— DIRECTIONS FOR THIS TASK —
Scan the records for lines with the word "flap", and copy every such line.

Saved entries:

********************

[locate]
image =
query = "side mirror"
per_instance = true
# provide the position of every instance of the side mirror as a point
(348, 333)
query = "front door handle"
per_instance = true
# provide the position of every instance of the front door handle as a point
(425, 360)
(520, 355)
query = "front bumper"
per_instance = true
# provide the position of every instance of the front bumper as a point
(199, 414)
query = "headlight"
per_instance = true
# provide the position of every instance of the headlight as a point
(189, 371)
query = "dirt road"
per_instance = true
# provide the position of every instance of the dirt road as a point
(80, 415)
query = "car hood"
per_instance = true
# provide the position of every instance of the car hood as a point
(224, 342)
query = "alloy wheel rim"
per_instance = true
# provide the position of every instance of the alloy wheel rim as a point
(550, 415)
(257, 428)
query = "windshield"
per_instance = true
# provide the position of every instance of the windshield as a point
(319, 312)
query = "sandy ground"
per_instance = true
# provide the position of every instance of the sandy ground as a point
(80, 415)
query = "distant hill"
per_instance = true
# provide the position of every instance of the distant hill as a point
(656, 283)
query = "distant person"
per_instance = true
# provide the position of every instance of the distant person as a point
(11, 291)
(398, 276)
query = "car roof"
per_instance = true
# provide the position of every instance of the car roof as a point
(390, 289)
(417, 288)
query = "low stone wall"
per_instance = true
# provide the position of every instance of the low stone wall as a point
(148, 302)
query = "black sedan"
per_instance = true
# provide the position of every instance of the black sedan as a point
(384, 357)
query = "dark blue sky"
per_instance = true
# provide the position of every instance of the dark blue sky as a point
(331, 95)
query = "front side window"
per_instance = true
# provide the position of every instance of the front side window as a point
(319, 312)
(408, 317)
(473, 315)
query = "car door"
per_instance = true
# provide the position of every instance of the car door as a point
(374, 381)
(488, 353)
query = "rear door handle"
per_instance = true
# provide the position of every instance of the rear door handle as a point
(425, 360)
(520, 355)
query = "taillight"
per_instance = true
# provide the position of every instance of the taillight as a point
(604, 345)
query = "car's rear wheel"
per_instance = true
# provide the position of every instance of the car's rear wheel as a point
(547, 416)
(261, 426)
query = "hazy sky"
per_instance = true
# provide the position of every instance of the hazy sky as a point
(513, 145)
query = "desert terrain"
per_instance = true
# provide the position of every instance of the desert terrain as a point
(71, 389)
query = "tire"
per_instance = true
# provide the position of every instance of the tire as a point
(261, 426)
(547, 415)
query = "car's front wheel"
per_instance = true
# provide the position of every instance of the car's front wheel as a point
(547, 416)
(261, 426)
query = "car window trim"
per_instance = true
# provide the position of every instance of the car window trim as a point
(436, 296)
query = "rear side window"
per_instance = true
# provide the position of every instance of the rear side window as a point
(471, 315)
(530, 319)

********************

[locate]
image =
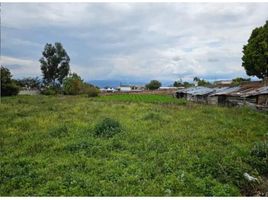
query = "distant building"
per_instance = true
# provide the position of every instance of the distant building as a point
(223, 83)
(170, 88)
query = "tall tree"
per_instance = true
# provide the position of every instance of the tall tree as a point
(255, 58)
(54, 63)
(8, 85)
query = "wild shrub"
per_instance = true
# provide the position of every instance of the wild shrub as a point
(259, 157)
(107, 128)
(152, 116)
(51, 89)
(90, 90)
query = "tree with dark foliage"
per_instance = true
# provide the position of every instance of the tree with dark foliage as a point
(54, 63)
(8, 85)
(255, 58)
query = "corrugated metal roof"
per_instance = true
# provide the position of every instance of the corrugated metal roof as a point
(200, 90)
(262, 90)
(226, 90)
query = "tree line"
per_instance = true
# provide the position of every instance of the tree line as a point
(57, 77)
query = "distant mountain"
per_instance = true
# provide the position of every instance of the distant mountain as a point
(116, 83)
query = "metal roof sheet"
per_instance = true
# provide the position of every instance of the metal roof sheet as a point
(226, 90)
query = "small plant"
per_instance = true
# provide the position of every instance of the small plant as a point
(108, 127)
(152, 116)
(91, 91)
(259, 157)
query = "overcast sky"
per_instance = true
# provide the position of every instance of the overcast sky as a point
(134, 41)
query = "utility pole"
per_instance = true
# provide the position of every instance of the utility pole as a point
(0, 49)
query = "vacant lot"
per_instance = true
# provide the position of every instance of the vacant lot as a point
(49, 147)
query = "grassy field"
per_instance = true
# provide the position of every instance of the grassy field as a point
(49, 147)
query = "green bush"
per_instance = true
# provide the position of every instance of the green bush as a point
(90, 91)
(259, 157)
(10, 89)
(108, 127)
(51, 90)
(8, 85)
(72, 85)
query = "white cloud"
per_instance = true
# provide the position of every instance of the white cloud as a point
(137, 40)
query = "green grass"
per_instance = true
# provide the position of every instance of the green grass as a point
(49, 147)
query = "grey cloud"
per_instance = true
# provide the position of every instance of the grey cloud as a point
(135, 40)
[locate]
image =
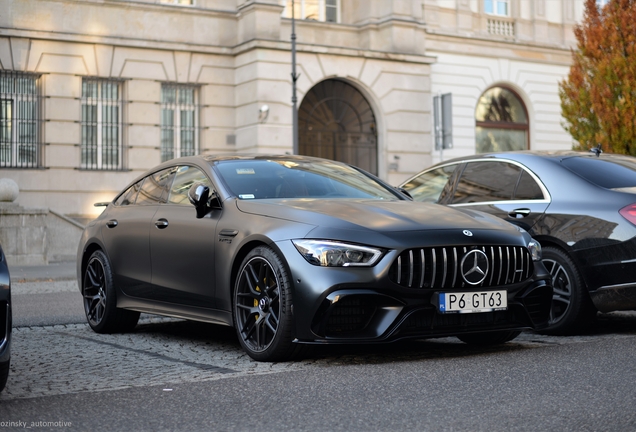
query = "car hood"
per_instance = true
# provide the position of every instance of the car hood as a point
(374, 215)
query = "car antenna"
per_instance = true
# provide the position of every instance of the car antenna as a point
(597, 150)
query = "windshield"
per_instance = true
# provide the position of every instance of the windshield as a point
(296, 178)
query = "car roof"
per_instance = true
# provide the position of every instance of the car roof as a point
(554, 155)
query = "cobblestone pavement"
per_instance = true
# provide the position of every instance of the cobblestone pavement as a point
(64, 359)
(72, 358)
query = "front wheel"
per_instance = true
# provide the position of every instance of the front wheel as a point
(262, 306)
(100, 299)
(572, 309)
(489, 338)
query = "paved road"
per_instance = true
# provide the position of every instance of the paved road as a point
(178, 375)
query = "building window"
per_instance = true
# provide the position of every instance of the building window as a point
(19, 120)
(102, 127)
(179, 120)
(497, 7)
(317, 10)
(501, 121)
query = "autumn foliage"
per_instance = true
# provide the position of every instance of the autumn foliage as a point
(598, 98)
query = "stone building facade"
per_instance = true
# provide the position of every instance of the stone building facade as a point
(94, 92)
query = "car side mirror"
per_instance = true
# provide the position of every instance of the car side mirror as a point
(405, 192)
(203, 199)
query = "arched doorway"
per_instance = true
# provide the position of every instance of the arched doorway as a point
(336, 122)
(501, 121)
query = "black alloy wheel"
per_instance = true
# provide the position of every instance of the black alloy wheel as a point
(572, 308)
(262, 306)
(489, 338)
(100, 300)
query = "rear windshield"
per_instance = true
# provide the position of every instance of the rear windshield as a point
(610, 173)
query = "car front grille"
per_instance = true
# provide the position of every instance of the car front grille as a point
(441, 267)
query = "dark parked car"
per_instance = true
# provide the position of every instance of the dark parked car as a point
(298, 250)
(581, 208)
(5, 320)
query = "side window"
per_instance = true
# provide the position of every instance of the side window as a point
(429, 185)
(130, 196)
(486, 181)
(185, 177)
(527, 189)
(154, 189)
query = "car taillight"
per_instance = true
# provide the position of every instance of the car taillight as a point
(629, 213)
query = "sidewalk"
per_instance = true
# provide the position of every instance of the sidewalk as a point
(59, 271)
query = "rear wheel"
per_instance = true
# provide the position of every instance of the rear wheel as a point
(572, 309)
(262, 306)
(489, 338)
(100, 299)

********************

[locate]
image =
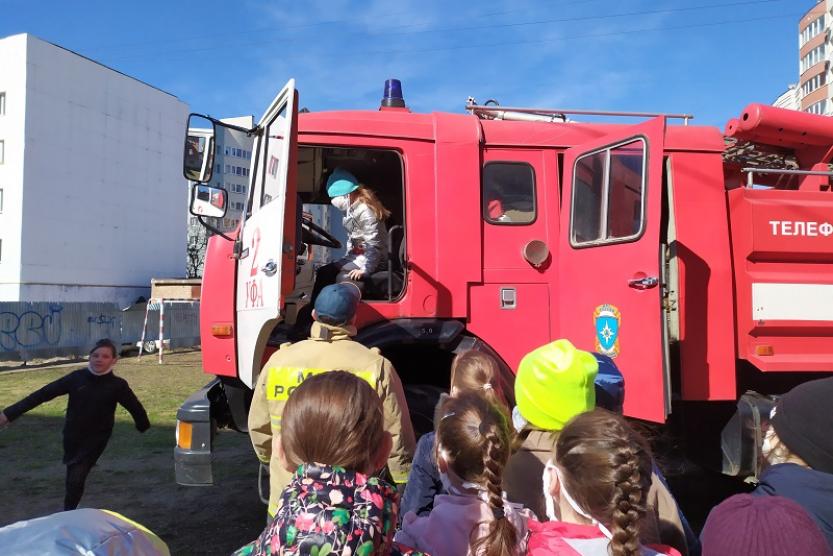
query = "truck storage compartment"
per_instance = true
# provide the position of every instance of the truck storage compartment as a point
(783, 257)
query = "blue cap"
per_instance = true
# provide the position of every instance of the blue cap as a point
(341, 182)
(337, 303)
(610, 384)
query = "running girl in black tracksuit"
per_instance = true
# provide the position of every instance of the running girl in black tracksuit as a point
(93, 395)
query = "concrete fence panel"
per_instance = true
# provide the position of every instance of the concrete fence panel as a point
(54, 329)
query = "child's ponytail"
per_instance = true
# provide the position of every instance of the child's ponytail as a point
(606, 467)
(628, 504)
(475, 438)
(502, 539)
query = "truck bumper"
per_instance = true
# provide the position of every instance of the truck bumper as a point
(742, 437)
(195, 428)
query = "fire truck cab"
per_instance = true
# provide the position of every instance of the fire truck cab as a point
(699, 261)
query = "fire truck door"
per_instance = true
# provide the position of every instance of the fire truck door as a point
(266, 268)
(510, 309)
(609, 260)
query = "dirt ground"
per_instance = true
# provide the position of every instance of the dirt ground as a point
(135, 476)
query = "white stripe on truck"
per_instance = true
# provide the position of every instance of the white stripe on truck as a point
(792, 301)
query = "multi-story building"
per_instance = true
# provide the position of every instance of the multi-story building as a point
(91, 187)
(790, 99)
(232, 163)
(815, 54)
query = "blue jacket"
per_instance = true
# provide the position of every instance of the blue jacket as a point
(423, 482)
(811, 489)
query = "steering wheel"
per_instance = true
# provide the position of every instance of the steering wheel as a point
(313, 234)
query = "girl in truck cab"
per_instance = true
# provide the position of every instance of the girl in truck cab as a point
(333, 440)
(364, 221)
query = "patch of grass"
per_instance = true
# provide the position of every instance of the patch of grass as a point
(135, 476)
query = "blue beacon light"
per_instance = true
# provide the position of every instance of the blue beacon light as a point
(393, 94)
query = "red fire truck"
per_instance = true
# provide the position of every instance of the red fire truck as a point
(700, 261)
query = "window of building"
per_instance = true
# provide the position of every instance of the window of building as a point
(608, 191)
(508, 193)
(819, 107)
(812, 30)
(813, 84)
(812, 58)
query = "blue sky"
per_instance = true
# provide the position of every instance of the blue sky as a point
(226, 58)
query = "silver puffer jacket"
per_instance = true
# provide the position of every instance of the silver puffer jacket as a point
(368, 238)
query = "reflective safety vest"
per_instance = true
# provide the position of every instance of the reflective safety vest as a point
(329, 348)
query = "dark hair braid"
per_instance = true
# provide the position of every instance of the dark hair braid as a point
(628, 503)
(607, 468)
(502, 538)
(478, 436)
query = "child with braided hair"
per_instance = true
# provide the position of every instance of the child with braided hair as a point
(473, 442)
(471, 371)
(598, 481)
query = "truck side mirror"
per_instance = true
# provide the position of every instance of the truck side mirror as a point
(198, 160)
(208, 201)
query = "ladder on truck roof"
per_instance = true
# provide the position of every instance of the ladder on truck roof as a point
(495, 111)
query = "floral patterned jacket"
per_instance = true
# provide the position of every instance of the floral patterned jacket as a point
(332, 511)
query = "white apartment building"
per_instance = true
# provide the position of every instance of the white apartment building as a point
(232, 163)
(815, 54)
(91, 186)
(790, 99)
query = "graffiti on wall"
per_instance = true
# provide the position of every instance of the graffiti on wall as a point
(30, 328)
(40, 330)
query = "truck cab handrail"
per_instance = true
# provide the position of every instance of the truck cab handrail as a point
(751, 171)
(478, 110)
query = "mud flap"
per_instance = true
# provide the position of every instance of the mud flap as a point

********************

— COMPLETED EXERCISE —
query = "mud flap"
# provide the position of every instance of the mud flap as a point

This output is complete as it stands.